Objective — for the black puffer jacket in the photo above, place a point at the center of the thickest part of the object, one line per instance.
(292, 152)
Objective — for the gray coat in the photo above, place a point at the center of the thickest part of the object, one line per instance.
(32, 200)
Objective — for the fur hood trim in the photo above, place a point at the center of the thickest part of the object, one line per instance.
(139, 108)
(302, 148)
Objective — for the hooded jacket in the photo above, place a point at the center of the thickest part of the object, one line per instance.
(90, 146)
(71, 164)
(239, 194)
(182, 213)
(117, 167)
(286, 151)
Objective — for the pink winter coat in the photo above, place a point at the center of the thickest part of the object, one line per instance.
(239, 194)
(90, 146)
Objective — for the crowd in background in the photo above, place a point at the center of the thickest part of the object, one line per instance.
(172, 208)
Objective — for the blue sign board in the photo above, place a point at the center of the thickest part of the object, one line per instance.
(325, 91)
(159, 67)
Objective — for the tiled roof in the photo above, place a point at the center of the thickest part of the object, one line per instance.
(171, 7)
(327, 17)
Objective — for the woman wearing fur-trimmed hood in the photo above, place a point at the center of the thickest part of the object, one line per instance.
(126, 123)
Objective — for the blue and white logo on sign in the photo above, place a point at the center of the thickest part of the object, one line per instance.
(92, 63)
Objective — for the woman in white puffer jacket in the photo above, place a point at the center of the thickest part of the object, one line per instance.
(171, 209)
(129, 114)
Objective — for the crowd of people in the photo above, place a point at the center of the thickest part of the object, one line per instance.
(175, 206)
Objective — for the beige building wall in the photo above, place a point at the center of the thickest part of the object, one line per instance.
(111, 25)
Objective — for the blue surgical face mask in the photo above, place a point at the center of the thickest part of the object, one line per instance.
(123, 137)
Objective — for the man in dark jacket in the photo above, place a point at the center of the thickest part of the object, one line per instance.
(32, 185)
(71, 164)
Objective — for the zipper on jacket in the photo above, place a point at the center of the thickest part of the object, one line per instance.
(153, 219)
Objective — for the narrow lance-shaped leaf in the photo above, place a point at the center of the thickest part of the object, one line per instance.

Stated task:
Extract the data in full. Keep it word for word.

Full solution:
Objective — for the black puffer jacket in the photo above, place a point at the center of the thickest part of the object, one line per instance.
(292, 152)
Objective — for the gray coat in the photo above, place a point at the center of the thickest part of the object, one line per instance.
(32, 200)
Objective — for the fur hood trim in the photo above, place a point at the center of the thickest part of the object, one line per instance.
(139, 108)
(302, 148)
Objective — for the hooded jacket in the photo above, place a point at the center of the thickest part of the object, one line per instance.
(90, 146)
(71, 164)
(239, 194)
(182, 213)
(117, 167)
(286, 151)
Objective — for the pink winter coat in the photo above, place a point at the center of the thickest part of the object, one line per instance.
(239, 194)
(90, 146)
Objective — for the crowd in background in the photo above, place a point at the center of the thickest part of the object, one line per instance.
(172, 208)
Objective — for the blue sign board in the photo above, place a point at the center of the thickest part of the object, one line per instance.
(325, 91)
(159, 67)
Objective — for the tiled roof in the photo above, place a point at the center of the thickest part of the object, one line per instance.
(171, 7)
(327, 17)
Objective — for the woman wearing fur-trimmed hood in the photo above, place a point at the center of the thickest part of the object, one line per instance.
(126, 123)
Objective — for the blue and white logo on sign in the photo above, place a point at the center of the thickest part of the object, one line per instance.
(92, 63)
Objective — for the woman in white puffer jacket in the photo above, place a point at the center of the thickest part of the object, one line per instance.
(171, 209)
(129, 114)
Objective — for the crowd of people in the photo above, place a point at the center of the thickest part of the object, one line per instance.
(175, 206)
Objective — for the beige building wall in the photo above, place a point at the center of the thickest part of the object, one line per instance.
(111, 25)
Objective — for the blue surgical face mask in the photo above, place a point at the center of the thickest part of the object, one line per instance.
(123, 137)
Objective — for the man in dark jacket in the photo above, place a point at the center of the thickest part of the object, one line per instance.
(32, 185)
(71, 164)
Objective — for the zipper on jacket in the photo above, place a point at the center of the thickest part of the object, one line per instance.
(153, 219)
Objective — for the narrow lance-shaped leaf in the photo above, place a point at the center of the thickest part of the object, one line per instance.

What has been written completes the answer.